:: To be done ::
Copy the stretch of the P&G stock commentary from "Market volatility, however, begets" through "sharply as well.", swapping every "paper products" for "household goods".
##### Source extract #####
Market volatility, however, begets opportunity. The recent pullback in P&G is an opportunity to get into a solid company at the lowest level since last January. Time to take a gamble on Procter and Gamble.
P&G is one of the few American businesses that has been deemed essential and can remain open. The Pennsylvania factory was told to stay up and running to continue to produce paper products and diapers. California issued a similar edict. Demand for paper products produced by P&G is so great that the company reopened an idle Georgia plant to meet the insatiable demand.
So while businesses overall are cratering worldwide, PG stock will actually benefit from a major uptick.
Procter and Gamble is now trading at its lowest P/E multiple of the past year as it nears 20. Other valuation metrics, such as Price/Sales and Price/Free Cash Flow, have come down sharply as well.
The consumer products line up, especially family care and home care, should be relatively unscathed during these uncertain times. Now that interest rates are near zero, multiples should begin to expand, not contract. This is especially true for companies like PG who have a relatively sound balance sheet and income stream. Look for a valuation floor somehwere near current levels for PG stock.
PG stock is reaching oversold levels once again. MACD is back under negative 1 while RSI is approaching 30. Shares are trading at a big discount to the 20 day moving average, another sign the selling has gotten extreme. RSI readings continue to make higher lows which signals that the sellers may be close to getting exhausted. There is major long term support at $94. This support held nicely a few days ago.
##### Data entries #####
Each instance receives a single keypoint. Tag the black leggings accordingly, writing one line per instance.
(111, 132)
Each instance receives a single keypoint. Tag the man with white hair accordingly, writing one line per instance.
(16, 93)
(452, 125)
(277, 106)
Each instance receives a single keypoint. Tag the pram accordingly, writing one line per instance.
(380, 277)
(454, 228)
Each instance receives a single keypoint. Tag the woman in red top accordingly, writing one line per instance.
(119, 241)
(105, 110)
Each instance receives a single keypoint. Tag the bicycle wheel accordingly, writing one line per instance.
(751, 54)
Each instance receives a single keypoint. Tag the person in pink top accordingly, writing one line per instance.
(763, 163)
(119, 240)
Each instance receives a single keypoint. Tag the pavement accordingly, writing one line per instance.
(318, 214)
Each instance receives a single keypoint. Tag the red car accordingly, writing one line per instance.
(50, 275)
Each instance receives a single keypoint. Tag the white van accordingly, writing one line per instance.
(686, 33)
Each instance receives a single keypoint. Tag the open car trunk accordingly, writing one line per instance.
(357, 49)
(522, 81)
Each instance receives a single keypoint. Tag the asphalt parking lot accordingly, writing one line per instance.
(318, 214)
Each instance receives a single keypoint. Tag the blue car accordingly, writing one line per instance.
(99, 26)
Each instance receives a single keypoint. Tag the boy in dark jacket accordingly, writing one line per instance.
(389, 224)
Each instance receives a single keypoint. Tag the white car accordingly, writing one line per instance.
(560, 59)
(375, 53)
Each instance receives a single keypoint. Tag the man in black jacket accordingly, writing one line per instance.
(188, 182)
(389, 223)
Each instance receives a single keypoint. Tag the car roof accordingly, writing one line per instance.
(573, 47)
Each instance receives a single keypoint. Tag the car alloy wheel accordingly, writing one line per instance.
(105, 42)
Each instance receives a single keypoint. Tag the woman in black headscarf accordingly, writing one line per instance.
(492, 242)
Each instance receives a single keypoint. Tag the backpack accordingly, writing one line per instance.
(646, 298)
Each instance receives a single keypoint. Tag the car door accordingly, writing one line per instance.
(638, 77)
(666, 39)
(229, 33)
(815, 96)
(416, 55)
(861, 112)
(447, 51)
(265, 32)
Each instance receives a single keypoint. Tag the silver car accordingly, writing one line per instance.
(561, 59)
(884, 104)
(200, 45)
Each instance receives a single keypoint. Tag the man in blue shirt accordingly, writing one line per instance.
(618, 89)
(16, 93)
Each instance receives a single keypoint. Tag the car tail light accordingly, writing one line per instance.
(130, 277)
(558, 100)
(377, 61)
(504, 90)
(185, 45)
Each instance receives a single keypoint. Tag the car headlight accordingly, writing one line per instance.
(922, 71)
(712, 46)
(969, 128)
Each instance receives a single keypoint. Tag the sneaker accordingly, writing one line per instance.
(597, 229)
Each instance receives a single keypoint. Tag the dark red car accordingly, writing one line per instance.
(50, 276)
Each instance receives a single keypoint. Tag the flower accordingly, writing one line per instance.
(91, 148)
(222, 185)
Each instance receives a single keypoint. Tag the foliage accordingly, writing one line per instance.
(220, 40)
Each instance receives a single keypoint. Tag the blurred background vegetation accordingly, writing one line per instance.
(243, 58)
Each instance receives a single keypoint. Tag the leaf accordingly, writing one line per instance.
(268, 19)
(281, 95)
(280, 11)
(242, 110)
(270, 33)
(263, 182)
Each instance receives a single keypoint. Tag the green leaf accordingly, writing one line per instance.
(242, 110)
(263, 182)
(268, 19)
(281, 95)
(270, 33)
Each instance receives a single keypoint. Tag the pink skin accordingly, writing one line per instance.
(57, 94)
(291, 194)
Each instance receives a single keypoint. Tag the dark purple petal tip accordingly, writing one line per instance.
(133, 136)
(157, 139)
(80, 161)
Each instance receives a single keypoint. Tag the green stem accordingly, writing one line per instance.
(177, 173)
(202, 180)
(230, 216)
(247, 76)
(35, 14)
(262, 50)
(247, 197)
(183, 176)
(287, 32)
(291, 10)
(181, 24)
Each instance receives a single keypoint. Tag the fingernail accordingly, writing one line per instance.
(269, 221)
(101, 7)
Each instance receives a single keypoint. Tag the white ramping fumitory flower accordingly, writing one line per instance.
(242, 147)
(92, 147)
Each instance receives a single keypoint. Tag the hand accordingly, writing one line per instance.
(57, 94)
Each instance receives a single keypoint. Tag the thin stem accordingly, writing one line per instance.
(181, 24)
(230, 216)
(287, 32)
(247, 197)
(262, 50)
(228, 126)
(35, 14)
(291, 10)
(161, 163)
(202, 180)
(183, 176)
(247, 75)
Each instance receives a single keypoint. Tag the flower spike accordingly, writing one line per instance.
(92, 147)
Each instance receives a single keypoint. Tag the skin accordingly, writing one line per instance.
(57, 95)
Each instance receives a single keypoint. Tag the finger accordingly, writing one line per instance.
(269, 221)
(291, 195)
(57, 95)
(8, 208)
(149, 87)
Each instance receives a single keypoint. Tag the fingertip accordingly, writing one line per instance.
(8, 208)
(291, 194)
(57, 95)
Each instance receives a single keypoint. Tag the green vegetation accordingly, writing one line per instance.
#####
:: Exercise output ::
Market volatility, however, begets opportunity. The recent pullback in P&G is an opportunity to get into a solid company at the lowest level since last January. Time to take a gamble on Procter and Gamble.
P&G is one of the few American businesses that has been deemed essential and can remain open. The Pennsylvania factory was told to stay up and running to continue to produce household goods and diapers. California issued a similar edict. Demand for household goods produced by P&G is so great that the company reopened an idle Georgia plant to meet the insatiable demand.
So while businesses overall are cratering worldwide, PG stock will actually benefit from a major uptick.
Procter and Gamble is now trading at its lowest P/E multiple of the past year as it nears 20. Other valuation metrics, such as Price/Sales and Price/Free Cash Flow, have come down sharply as well.